> _DATA TO PROCESS_
• • • • • • •

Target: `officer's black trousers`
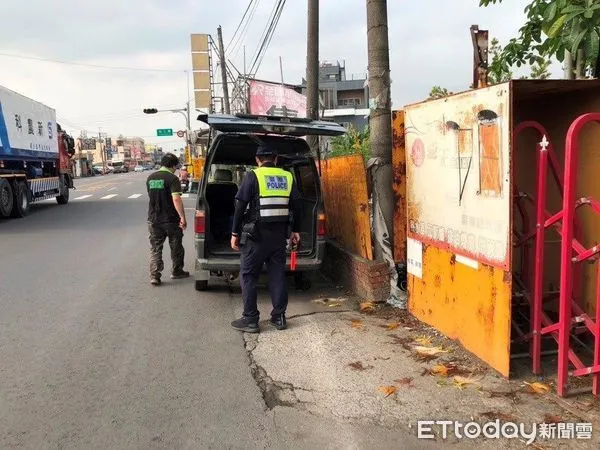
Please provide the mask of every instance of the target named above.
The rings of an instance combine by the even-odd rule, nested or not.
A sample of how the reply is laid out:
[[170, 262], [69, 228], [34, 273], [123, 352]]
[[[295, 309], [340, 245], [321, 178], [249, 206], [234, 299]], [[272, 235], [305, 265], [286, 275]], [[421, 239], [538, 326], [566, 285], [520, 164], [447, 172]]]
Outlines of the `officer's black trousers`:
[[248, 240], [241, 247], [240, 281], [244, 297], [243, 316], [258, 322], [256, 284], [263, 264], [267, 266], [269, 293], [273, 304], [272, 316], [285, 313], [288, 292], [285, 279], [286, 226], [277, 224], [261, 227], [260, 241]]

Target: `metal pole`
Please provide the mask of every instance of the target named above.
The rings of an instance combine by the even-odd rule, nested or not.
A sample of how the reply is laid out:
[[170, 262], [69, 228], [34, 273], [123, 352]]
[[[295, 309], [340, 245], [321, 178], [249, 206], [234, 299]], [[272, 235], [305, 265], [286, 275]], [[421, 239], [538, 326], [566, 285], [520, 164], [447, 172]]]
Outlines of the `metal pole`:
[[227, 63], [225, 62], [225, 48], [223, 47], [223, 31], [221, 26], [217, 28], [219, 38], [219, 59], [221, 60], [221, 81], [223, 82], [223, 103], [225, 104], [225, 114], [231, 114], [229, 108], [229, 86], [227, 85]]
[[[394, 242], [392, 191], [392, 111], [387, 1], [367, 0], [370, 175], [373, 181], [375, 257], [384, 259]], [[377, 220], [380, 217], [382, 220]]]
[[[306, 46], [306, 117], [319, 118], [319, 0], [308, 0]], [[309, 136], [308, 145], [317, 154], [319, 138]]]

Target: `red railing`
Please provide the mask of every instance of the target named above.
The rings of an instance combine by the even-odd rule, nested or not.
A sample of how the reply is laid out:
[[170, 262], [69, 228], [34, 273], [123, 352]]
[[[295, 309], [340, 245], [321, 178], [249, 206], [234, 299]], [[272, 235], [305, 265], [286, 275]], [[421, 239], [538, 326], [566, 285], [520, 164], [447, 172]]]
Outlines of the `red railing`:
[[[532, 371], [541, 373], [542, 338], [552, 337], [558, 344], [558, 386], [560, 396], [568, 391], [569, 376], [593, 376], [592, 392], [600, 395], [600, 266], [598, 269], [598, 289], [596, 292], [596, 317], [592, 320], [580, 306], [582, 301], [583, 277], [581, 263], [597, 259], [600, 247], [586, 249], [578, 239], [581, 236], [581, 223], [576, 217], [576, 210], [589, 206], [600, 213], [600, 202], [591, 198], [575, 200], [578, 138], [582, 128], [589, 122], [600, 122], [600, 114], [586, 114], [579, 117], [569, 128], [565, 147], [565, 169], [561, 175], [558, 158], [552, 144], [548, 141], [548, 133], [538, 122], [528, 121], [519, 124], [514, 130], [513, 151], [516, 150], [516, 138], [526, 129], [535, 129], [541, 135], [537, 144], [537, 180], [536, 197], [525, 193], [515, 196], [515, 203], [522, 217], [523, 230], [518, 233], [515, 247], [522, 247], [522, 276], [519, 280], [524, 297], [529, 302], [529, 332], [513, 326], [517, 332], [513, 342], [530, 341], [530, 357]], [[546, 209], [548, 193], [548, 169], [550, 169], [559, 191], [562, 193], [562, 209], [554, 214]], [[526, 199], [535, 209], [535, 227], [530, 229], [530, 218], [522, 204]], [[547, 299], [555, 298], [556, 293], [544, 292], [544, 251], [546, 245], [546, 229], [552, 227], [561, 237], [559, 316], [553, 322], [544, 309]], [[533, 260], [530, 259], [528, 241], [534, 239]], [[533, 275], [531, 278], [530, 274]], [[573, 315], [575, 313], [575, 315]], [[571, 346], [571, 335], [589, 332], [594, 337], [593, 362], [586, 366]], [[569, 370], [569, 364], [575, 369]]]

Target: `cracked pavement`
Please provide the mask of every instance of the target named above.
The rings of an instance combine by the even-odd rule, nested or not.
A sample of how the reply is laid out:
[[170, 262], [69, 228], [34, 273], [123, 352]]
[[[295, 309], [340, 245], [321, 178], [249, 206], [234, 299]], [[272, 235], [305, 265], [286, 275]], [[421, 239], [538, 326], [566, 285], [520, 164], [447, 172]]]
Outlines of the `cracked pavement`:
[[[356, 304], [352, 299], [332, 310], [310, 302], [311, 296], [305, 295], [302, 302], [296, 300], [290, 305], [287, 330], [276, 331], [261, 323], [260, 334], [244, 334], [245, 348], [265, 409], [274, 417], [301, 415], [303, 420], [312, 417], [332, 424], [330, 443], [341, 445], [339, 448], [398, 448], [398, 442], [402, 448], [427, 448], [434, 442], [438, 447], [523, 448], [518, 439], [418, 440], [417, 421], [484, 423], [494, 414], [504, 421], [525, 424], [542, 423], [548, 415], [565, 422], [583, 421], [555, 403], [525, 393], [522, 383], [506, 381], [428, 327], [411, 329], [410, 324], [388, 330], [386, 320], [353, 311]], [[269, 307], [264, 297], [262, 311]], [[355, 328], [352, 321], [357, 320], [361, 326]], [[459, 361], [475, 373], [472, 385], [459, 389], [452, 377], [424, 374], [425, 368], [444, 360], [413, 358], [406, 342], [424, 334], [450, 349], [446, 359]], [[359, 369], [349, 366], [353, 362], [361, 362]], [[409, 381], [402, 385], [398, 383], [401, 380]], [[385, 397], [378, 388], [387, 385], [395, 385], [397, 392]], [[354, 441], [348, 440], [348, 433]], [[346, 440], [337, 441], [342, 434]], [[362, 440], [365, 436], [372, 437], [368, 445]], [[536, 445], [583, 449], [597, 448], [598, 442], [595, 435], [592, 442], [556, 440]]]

• • • • • • •

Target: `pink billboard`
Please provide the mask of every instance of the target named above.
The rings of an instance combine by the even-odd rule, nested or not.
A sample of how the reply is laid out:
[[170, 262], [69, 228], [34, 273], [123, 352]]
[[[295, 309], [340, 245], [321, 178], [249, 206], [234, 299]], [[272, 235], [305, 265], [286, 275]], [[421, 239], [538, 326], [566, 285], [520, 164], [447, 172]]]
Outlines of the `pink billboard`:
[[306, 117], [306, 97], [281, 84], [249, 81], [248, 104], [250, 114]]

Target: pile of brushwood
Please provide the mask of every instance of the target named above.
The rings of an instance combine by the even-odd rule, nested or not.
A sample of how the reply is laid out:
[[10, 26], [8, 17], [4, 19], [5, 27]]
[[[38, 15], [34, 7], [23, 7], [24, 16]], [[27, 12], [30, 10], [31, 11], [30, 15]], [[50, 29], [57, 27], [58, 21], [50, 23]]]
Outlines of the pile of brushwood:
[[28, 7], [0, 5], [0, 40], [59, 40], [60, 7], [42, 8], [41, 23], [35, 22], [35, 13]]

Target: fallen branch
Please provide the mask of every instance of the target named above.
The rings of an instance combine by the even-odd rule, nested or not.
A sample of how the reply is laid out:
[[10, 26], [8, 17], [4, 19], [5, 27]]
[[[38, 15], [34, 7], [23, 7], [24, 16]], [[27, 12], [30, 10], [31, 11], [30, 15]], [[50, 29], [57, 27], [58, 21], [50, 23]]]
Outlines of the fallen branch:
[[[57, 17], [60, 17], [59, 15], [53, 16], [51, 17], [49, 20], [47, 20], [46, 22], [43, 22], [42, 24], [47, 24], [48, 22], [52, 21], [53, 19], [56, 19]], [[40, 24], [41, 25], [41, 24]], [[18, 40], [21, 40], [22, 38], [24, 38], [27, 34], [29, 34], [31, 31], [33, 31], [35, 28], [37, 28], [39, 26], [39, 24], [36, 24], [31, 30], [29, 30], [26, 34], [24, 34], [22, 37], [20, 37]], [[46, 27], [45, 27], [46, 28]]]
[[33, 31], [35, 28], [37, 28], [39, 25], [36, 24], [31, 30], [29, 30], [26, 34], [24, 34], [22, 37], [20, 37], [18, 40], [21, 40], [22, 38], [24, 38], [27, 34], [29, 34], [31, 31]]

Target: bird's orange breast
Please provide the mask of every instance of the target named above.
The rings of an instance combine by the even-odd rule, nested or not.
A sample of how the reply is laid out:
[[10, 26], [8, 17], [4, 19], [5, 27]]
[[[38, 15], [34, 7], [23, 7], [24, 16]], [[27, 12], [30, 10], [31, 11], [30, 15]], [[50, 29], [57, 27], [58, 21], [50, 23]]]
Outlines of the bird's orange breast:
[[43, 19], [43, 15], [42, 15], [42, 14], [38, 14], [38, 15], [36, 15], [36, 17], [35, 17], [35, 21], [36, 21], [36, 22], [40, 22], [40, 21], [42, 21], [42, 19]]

• • • • • • •

> _WHAT TO DO_
Gather every line in the rows that contains the word "billboard", treating uppercase and lowercase letters as distinct.

> _RESPONSE FOR THIS EXERCISE_
Target: `pink billboard`
Outlines of the `pink billboard`:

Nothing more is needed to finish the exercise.